> [Rows from a segmentation dataset]
-------

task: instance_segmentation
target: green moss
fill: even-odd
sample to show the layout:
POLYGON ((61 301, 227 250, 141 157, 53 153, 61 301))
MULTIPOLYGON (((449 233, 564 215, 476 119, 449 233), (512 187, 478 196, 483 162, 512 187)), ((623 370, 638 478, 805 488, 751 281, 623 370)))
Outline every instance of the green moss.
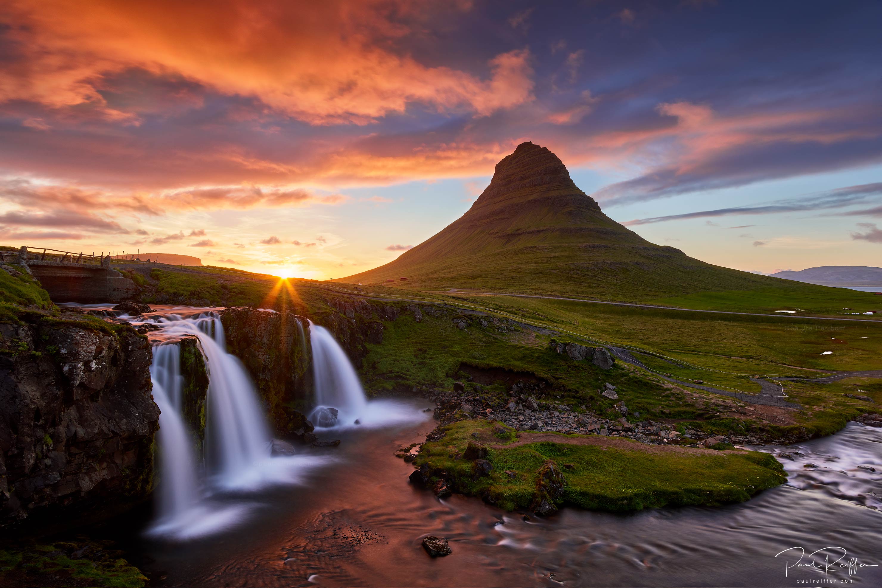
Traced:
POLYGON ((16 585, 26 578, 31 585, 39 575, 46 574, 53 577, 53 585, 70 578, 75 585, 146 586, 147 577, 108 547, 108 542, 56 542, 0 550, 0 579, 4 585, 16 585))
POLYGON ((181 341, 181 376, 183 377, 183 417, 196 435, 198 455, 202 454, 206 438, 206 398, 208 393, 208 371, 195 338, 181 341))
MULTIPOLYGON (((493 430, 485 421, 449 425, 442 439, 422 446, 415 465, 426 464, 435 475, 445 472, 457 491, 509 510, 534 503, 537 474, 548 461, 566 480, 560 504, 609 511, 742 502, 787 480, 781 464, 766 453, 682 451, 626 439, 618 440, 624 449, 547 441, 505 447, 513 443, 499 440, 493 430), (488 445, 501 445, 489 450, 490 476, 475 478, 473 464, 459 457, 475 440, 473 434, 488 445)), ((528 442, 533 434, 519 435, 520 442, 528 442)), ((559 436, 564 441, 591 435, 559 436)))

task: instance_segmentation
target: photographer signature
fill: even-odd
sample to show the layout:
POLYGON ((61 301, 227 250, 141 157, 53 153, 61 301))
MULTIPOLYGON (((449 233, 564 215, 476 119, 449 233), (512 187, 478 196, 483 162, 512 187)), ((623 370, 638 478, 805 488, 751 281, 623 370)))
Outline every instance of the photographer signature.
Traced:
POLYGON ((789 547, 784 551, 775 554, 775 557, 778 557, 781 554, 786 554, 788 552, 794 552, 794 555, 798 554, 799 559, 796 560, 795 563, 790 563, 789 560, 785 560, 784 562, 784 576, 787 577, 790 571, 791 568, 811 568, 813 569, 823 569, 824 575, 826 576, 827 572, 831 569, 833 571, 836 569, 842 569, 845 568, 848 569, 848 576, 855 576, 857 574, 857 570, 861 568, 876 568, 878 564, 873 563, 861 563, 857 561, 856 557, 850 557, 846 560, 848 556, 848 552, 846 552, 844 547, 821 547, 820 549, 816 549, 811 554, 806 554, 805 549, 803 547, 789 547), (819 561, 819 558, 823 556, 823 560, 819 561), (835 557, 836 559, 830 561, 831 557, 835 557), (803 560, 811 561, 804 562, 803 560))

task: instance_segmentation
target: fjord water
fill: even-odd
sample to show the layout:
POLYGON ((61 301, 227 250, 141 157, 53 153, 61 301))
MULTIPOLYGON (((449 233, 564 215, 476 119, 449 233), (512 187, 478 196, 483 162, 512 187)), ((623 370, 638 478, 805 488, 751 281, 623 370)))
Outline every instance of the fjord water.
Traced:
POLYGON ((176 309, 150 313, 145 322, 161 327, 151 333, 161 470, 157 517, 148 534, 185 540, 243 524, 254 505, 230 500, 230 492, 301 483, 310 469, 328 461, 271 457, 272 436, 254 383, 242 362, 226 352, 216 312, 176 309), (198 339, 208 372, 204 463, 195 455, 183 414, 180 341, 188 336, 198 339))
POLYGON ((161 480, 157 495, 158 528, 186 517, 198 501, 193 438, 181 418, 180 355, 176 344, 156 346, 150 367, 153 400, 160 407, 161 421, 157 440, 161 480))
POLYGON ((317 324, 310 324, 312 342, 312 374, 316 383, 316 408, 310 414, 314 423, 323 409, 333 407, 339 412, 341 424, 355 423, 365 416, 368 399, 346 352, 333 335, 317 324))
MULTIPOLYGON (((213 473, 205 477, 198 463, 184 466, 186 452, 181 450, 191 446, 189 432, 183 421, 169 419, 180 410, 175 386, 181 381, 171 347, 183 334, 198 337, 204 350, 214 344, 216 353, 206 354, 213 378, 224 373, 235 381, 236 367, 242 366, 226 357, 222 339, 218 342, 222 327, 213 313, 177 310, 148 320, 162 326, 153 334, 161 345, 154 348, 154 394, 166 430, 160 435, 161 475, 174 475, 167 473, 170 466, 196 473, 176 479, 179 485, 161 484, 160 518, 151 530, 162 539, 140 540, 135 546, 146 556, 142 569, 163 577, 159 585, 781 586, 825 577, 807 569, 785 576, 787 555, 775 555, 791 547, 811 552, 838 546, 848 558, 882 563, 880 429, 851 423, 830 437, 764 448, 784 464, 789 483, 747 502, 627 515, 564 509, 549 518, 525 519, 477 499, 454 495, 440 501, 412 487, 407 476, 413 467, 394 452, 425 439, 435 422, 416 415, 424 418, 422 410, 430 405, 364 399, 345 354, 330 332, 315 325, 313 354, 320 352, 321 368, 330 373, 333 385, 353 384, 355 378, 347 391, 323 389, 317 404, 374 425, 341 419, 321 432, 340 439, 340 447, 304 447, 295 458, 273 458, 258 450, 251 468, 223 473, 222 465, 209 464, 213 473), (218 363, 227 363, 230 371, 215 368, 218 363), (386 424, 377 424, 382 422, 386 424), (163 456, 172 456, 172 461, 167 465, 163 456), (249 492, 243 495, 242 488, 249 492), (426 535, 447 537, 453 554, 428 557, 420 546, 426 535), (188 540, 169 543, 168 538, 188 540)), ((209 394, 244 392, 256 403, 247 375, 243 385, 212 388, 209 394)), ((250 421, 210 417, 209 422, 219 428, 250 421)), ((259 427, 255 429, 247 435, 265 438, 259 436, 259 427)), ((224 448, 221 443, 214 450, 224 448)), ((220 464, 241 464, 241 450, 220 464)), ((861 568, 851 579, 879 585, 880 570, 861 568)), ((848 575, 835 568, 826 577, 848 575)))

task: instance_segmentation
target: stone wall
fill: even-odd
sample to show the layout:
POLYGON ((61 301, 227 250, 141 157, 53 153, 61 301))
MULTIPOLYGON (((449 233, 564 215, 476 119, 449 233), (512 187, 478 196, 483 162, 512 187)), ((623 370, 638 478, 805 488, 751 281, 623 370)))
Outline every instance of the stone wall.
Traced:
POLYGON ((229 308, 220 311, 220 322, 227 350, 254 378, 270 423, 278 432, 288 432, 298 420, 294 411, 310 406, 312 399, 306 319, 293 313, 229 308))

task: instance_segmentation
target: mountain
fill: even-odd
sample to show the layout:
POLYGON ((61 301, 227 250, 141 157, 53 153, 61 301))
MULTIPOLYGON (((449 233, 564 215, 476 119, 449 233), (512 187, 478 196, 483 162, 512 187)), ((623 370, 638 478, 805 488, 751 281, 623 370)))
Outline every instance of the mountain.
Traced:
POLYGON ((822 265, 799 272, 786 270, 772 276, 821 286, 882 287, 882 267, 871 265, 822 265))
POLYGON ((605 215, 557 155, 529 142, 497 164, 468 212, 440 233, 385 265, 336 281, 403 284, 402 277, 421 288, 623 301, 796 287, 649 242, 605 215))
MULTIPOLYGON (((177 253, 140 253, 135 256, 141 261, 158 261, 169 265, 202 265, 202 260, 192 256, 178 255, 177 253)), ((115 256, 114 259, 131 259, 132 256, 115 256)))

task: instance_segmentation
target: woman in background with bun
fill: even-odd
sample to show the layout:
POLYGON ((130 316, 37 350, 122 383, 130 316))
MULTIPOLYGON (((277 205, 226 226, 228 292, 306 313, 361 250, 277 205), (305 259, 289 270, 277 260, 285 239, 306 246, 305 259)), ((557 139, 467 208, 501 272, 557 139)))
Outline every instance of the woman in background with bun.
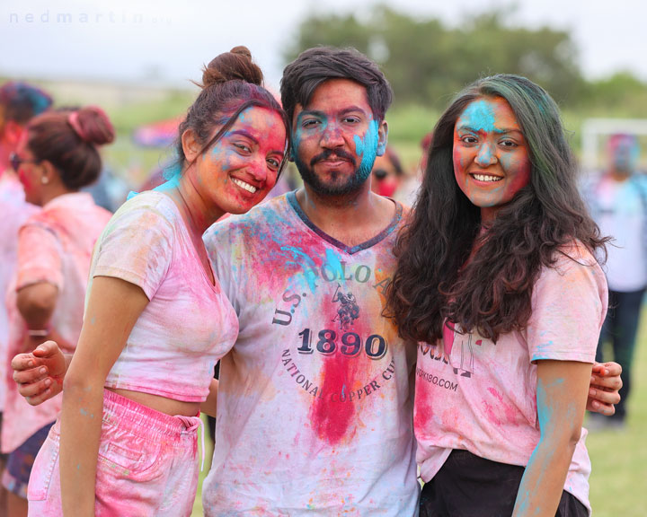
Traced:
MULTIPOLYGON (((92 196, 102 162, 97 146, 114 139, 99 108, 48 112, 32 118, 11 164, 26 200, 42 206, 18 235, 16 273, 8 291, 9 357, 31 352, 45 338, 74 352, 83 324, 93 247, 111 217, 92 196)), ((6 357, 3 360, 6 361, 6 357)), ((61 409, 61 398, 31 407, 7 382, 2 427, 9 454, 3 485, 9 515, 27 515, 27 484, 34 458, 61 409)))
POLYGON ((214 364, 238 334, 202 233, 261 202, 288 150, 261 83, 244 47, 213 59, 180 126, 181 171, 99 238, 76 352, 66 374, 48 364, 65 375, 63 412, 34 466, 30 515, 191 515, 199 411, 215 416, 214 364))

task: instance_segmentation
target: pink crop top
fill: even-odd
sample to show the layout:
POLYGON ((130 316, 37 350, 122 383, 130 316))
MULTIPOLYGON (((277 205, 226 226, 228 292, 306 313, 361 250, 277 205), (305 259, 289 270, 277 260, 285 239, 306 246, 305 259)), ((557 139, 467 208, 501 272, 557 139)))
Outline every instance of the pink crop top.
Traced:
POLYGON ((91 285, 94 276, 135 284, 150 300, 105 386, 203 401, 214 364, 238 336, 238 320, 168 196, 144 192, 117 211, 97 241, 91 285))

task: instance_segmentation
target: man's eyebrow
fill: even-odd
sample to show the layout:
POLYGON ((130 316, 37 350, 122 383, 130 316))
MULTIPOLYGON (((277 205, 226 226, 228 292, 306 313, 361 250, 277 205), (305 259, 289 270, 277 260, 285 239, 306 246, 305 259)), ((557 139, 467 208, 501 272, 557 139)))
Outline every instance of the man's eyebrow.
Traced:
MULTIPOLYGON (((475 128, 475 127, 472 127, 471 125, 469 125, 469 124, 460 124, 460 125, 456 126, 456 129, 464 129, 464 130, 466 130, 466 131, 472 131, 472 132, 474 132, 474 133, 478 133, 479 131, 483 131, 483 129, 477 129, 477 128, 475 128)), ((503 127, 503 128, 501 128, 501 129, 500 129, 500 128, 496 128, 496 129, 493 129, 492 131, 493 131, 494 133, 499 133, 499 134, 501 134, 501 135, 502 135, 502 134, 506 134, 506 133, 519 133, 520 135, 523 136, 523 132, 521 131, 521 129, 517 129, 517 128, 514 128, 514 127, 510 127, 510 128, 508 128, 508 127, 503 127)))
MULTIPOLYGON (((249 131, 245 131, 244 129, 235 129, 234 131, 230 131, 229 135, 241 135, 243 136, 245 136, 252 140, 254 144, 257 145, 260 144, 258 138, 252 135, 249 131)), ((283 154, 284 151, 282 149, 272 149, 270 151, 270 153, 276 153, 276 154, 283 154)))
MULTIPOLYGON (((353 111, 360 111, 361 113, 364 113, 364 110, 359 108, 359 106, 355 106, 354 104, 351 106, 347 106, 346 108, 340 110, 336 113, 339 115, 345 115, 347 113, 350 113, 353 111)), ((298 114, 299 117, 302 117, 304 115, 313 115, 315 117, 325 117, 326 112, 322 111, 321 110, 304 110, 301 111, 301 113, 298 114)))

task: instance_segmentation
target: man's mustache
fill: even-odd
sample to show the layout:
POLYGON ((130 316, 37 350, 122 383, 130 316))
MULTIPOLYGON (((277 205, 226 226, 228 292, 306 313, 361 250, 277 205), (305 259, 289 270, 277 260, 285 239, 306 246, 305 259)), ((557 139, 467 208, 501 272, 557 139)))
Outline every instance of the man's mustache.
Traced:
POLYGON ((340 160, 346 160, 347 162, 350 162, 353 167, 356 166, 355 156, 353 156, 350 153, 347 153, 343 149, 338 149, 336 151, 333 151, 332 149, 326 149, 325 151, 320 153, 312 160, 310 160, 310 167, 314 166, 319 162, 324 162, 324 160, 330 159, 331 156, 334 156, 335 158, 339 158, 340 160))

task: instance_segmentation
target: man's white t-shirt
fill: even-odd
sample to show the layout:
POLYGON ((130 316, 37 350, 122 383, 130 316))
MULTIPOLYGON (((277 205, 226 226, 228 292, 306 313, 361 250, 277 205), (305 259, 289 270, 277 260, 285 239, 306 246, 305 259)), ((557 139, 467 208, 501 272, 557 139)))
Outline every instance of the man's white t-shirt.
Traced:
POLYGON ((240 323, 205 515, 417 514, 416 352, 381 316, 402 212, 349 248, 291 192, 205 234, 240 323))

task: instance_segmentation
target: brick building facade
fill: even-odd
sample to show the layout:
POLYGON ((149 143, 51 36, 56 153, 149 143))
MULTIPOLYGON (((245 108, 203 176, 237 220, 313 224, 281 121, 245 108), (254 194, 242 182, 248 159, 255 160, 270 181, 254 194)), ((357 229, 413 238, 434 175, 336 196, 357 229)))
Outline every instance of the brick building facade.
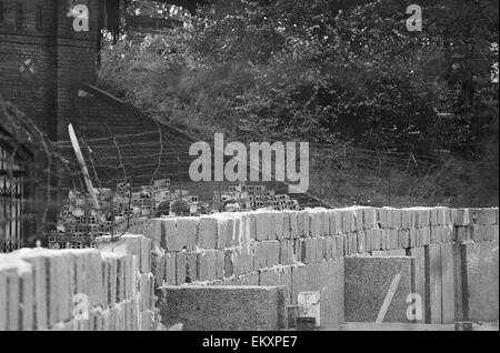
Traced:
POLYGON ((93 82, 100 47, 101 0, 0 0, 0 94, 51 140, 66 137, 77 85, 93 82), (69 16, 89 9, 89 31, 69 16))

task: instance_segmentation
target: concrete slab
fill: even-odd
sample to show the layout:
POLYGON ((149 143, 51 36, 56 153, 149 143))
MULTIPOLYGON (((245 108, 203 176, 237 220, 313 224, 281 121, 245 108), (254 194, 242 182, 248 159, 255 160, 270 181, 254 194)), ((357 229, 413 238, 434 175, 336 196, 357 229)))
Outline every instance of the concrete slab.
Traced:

-------

> [Goal of the exercise]
Could you update the records starting at the top and ending at the line that contains "MULTIPOLYGON (((493 430, 485", changing "green moss" to "gray lichen" and keeping everything else the same? Leave the pictures out of your answer.

> [Answer to this exercise]
task: instance_segmentation
target: gray lichen
fill: even-odd
sample to show the layout:
POLYGON ((61 301, 227 250, 141 157, 53 153, 61 301))
MULTIPOLYGON (((449 233, 564 215, 476 119, 449 233), (512 187, 478 196, 483 162, 512 187)), ((623 370, 638 478, 805 488, 751 281, 623 370)))
Outline every instance of the gray lichen.
Traced:
POLYGON ((16 585, 26 578, 31 585, 39 575, 46 574, 53 577, 53 585, 70 578, 75 585, 146 586, 147 577, 108 547, 108 542, 56 542, 0 550, 0 579, 4 585, 16 585))
POLYGON ((181 341, 181 376, 183 377, 183 417, 196 435, 198 455, 202 454, 206 438, 206 398, 208 393, 208 371, 195 338, 181 341))
MULTIPOLYGON (((493 430, 485 421, 449 425, 442 439, 422 446, 415 465, 426 464, 435 475, 445 472, 457 491, 509 510, 534 503, 537 474, 548 461, 566 480, 560 504, 609 511, 742 502, 787 480, 781 464, 766 453, 682 451, 626 439, 618 440, 624 449, 547 441, 505 447, 513 443, 499 440, 493 430), (488 445, 501 445, 489 450, 490 476, 475 478, 473 464, 459 457, 475 440, 473 434, 488 445)), ((528 442, 533 434, 519 435, 520 442, 528 442)), ((559 436, 564 441, 591 435, 559 436)))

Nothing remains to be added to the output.